TEXT:
○ ○ ○ ○ ○
> Rabbi Noah > Reflections

Our Father

May 8, 2009 | by Mitch Mandel

Rav Noach was a giant in every sense of the word.

"Just as a person is obligated to honor and fear his father, so also he is obligated to honor and fear his Rav, even more so than his own father. A father brings one into this world, a Rebbe who teaches wisdom for living brings one into the world to come." (Maimonides, The Laws of Torah Study, 5:1)

Our father is gone. Our rebbe is gone. A giant is gone.

Rav Noach was in every sense of the word a Gadol – a Giant.

He was a giant in Torah knowledge. He became a giant because of his great and powerful will and desire for wisdom. This was seen in the Rosh Yeshiva's unbelievable consistency as he would learn 18 hours straight, often times putting his feet in ice water to stay awake.

He knew how to show the relevance and power of Jewish wisdom to everyone.

He was a creative giant. He not only knew Torah, he knew how to show the relevance and power of Jewish wisdom to everyone. For five decades he remained absolutely "with it." With that gorgeous twinkle in his eye and his ability to explain the beauty and profundity of Torah, he touched and impacted everyone he met, regardless of age, nationality, and Jewish background. Listen to the simple genius of the 48 Ways to Wisdom. In each "Way," Rav Noach's brilliance shines as he illuminates ideas that are truly life changing. Each thought epitomizes the Rosh Yeshiva's mandate of Torat Chaim, sharing Torah wisdom that is real and applicable to our life.
○ ○ ○ ○ ○
SOURCE MATERIAL:
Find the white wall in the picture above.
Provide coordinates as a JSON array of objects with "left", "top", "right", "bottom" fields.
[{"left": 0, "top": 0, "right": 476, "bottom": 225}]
○ ○ ○ ○ ○
REQUIRED TASK 1:
Answer these questions about the Rav Noach tribute:
(a) According to the quoted Maimonides passage, into what does a Rebbe who teaches wisdom for living bring a person?
(b) What did Rav Noach put his feet in to stay awake?
(c) For how many decades did he remain "with it"?
REQUIRED TASK 2: Copy the stretch of the Rav Noach tribute from "May 8, 2009" through "to stay awake.".
The data has no connection to the Rav Noach tribute.

COMPLETE OUTPUT 1:
(a) The world to come.
(b) Ice water.
(c) Five decades.

COMPLETE OUTPUT 2:
May 8, 2009 | by Mitch Mandel

Rav Noach was a giant in every sense of the word.

"Just as a person is obligated to honor and fear his father, so also he is obligated to honor and fear his Rav, even more so than his own father. A father brings one into this world, a Rebbe who teaches wisdom for living brings one into the world to come." (Maimonides, The Laws of Torah Study, 5:1)

Our father is gone. Our rebbe is gone. A giant is gone.

Rav Noach was in every sense of the word a Gadol – a Giant.

He was a giant in Torah knowledge. He became a giant because of his great and powerful will and desire for wisdom. This was seen in the Rosh Yeshiva's unbelievable consistency as he would learn 18 hours straight, often times putting his feet in ice water to stay awake.